> Work order
Continue the article on setting financial goals, picking up after its last sentence.

Five smart tips on setting financial goals

By: |
November 12, 2019 1:55 AM

Setting financial goals early in your career will give you time to draw out detailed plans on how to channelise your savings and investment returns to meet your targets.

Illustration: Shyam Kumar Prasad

Each individual has unique financial goals that should ideally be aligned with his income, age and risk appetite among other things. One needs to identify them according to their requirements and not based on what others are doing. If you’re unsure how to go about making these superlatively important plans, here are some useful tips.

Identify your objectives

Clear objectives with a definite timeframe and value in terms of the money required to achieve them constitutes a financial goal. You must be sure about your short and long-term objectives when setting your goals. For example, you may identify objectives like going on a vacation. Now, estimate the time when you want to go and how much will it cost you. Your plans and research might indicate that you can take 15 days of leave only after a year, and your trip is likely to cost you Rs. 2 lakh. So, your financial goal would be to arrange Rs. 2 lakh in 12 months to go on a vacation. In this way, you can identify all small and big objectives and accordingly define it in terms of financial goals.

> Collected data

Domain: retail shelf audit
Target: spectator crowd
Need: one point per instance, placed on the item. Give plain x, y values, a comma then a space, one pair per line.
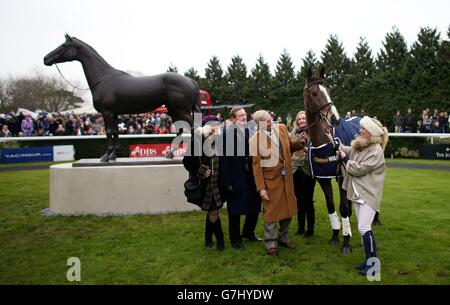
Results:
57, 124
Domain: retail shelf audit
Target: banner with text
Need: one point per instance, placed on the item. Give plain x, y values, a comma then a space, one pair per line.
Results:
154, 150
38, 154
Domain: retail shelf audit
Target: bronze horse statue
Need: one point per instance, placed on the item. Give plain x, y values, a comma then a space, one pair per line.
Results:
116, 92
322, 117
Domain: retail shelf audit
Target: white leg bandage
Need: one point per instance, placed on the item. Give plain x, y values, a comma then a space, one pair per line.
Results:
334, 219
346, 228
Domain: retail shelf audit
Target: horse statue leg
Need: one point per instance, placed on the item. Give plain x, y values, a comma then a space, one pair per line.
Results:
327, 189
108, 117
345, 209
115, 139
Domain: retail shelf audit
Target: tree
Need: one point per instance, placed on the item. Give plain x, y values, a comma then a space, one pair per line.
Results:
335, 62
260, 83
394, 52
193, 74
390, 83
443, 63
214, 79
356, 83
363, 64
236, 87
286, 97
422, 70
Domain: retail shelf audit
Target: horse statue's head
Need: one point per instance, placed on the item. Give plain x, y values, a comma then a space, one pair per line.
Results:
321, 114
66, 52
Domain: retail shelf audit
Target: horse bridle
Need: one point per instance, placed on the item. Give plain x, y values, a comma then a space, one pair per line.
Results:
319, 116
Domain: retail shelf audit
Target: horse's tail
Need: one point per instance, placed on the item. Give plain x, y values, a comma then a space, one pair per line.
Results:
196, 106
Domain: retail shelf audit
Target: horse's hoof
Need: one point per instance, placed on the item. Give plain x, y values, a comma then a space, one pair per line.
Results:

> Task result
Be realistic

Biting more than what you can chew is not suggested when you are about to set financial goals. The goal size should be realistic and within your financial capacity so that it can be achieved on time without disturbing other goals. For example, if you have the maximum financial capacity of buying a car of Rs. 10 lakh, but you set the goal of purchasing a car worth Rs. 30 lakh, it will either affect your other goals or you may not be able to achieve such an unrealistic goal. So, assess your financial capacity before deciding the goal.

Segregate and prioritise

While selecting the financial goals, it should be adequately segregated in terms of tenure i.e., short, medium and long-term. Once you segregate your goals, then list it out based on priority. It will help you to focus on such goals first which are more important to you and which you can’t afford to miss out. According to your goal priority, you can plan your investments and savings to achieve such goals.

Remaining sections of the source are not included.